**Fragmento del texto:**
+ + +

Un año antes de la muerte de mi padre, pude pasar un par de semanas con él, el período más largo de tiempo que pasamos juntos desde que él dejó a nuestra familia cuando yo tenía ocho años. A medida que se acercaba el día de nuestro reencuentro, mis pensamientos volvían a esa tierna edad y estaba casi vencido por la emoción. No podría haber deseado nada más.

La semana con mi padre no fue una experiencia ni buena ni mala. Fue peor: tibia y decepcionante. Yo había planeado salidas por las noches para llevarlo a lugares interesantes de nuestra comunidad, pero él estaba contento de quedarse en casa. Se negó a ir a los actos escolares de sus nietos. Lo que se suponía que iba a ser una de las semanas más significativas de mi vida fue, a decir verdad, aburrida. A los pocos días, yo tenía ya ganas de que se fuera.
Por si no está claro en este punto, mi padre y yo tuvimos una relación tensa durante gran parte de mi vida. Después de que dejara a nuestra familia y durante el resto de mis años de escuela primaria, lo veíamos de vez en cuando los fines de semana. El dolor de su ausencia se sentía casi a diario (nunca ha habido una frase más insuficiente que “padre ausente”), pero a través del anhelo, aprendí a perdonar y a esperar un futuro mejor juntos.
Pensaba con optimismo que era solo cuestión de tiempo para que él y yo tuviéramos, al fin y al cabo, una conexión más estrecha. De manera casi infantil, estaba decidido a convencerlo de que yo era alguien a quien valía la pena amar, con quien valía la pena pasar tiempo. Incluso después de esas dos semanas deprimentes con él, yo seguía creyendo que era posible tener una relación más significativa.
Pero luego murió.
La semana con mi padre no fue una experiencia ni buena ni mala. Fue peor: tibia y decepcionante.

+ + +

**Datos proporcionados:**
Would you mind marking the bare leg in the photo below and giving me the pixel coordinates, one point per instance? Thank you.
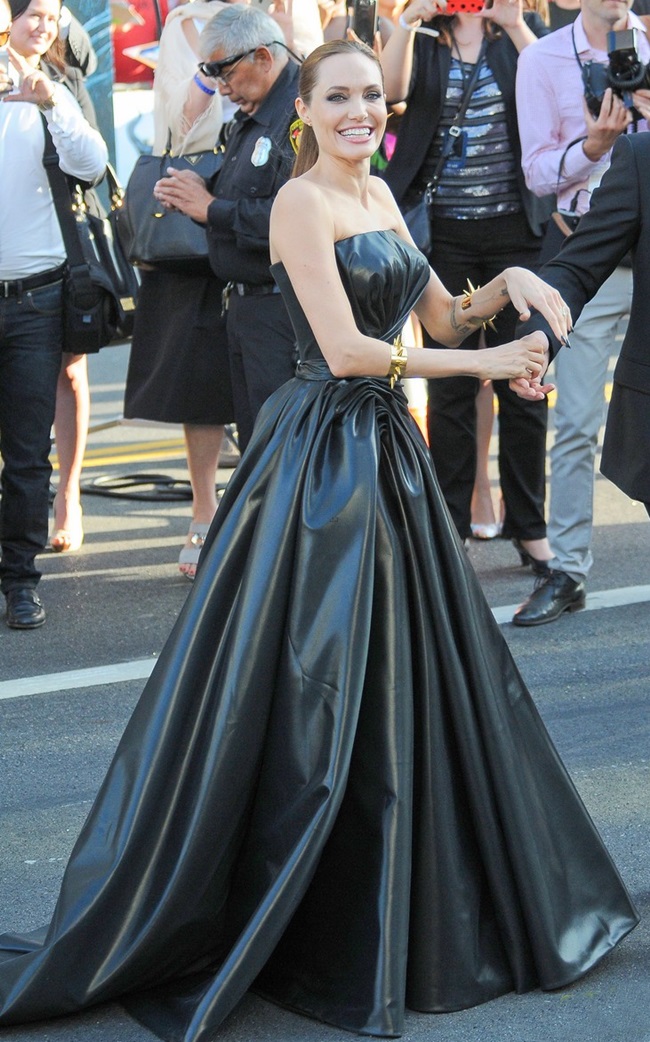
(203, 446)
(71, 423)
(483, 521)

+ + +

**Tarea indicada:** Reproduce literalmente la parte del relato sobre el padre que empieza con las palabras que contienen "Un año antes" y termina con "que se fuera.". El listado es material aparte y no forma parte del texto.

**Resultado obtenido:**
Un año antes de la muerte de mi padre, pude pasar un par de semanas con él, el período más largo de tiempo que pasamos juntos desde que él dejó a nuestra familia cuando yo tenía ocho años. A medida que se acercaba el día de nuestro reencuentro, mis pensamientos volvían a esa tierna edad y estaba casi vencido por la emoción. No podría haber deseado nada más.

La semana con mi padre no fue una experiencia ni buena ni mala. Fue peor: tibia y decepcionante. Yo había planeado salidas por las noches para llevarlo a lugares interesantes de nuestra comunidad, pero él estaba contento de quedarse en casa. Se negó a ir a los actos escolares de sus nietos. Lo que se suponía que iba a ser una de las semanas más significativas de mi vida fue, a decir verdad, aburrida. A los pocos días, yo tenía ya ganas de que se fuera.